**Exercise prompt:** Please scale the records below, covering the stretch from the line that contains "Target object class for this labeling batch: street lamp" through the end of the records. Reproduce every line in that stretch, requests included, but multiply each coordinate in the answers by 1.75 and round it to a whole number, with halves rounded up.
===== Data extract =====
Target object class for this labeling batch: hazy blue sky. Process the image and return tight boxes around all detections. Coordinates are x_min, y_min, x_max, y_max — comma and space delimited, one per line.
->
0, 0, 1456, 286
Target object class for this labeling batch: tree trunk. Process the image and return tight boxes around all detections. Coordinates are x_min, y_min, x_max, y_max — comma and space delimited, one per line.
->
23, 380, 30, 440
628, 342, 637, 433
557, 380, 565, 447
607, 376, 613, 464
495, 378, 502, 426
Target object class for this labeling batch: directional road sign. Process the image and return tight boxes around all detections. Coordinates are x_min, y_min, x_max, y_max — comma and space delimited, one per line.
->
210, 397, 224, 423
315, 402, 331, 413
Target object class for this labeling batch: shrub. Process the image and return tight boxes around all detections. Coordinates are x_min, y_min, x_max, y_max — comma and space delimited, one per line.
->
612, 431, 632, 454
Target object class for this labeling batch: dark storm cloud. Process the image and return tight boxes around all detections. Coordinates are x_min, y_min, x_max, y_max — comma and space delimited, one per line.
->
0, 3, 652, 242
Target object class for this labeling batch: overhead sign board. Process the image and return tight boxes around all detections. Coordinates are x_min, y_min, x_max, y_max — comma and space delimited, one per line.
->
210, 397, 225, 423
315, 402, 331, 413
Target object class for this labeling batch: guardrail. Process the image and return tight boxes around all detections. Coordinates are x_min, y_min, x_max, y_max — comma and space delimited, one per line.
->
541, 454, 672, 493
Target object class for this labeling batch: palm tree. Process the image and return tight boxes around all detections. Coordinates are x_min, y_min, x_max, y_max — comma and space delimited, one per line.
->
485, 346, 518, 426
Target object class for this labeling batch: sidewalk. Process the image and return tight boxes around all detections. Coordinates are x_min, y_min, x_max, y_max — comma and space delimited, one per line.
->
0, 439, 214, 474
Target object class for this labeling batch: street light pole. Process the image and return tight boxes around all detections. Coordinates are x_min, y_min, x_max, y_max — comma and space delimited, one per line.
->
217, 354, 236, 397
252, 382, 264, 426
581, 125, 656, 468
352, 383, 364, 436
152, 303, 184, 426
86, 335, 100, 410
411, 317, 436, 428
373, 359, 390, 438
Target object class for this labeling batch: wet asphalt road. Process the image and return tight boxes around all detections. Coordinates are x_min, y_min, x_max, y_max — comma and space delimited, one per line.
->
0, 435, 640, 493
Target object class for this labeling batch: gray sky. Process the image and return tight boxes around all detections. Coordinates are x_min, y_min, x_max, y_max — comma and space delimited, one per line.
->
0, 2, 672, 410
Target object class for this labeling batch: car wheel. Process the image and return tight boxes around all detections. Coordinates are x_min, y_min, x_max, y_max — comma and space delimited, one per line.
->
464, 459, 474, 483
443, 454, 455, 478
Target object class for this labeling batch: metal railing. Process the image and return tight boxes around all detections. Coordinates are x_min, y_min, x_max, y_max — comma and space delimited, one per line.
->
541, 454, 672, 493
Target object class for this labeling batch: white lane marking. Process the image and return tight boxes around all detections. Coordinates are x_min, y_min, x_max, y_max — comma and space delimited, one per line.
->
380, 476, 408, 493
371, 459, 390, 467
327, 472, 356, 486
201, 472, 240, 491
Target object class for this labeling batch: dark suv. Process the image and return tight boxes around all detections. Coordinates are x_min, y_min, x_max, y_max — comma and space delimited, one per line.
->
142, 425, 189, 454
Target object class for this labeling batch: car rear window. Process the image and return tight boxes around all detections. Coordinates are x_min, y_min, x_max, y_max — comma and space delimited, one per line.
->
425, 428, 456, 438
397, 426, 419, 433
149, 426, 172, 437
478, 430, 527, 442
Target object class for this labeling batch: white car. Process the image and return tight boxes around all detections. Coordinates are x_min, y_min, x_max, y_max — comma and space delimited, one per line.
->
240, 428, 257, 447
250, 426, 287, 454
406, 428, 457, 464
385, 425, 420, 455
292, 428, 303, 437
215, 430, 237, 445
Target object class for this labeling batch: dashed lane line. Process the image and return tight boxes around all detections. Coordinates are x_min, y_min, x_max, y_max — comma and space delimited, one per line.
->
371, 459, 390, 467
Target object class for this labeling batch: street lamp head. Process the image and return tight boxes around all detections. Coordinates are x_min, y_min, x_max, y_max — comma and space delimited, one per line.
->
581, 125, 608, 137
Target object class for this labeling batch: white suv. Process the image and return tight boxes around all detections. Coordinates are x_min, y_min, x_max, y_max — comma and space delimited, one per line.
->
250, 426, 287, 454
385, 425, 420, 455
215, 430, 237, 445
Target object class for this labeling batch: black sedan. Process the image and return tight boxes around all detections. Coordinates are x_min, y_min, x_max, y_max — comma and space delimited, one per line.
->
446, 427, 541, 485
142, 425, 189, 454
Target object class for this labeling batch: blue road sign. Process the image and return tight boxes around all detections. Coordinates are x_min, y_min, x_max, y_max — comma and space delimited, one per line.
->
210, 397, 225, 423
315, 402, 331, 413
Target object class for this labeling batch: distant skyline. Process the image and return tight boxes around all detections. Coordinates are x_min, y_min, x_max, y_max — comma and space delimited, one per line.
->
=====
**The output:**
Target object class for this labeling batch: street lamp head. Process the image and return tight boxes around all detections. Coordinates are x_min, y_min, x_max, y_max — comma and space delimited, one per line.
->
1017, 219, 1064, 240
Target object class for this labeling batch: white suv. Process the image and return tight boxes around all detections. Coordinates are x_min, y_min, x_max, y_max — comma and space delimited, one per line.
->
438, 746, 502, 795
674, 744, 735, 796
376, 753, 415, 779
Target object class for this labeling batch: black sedan. Process the image and return tight boxes around all detections. Coordinates are x_min, y_min, x_max, y_max — comma and space delimited, one per line.
->
781, 747, 947, 849
249, 744, 331, 795
Target object class for this labeling batch: blue road sign. Process the image and return tight boxes around all detections. Coordinates are x_min, y_min, x_max, y_max — comma and space delimited, one per line.
->
368, 695, 394, 740
551, 704, 579, 723
Target object class for this labeling batch: distant skyline. Process the image and return tight boxes around all detections. Coordinates are x_min, y_min, x_max, y_max — comma and space delimited, one per line.
->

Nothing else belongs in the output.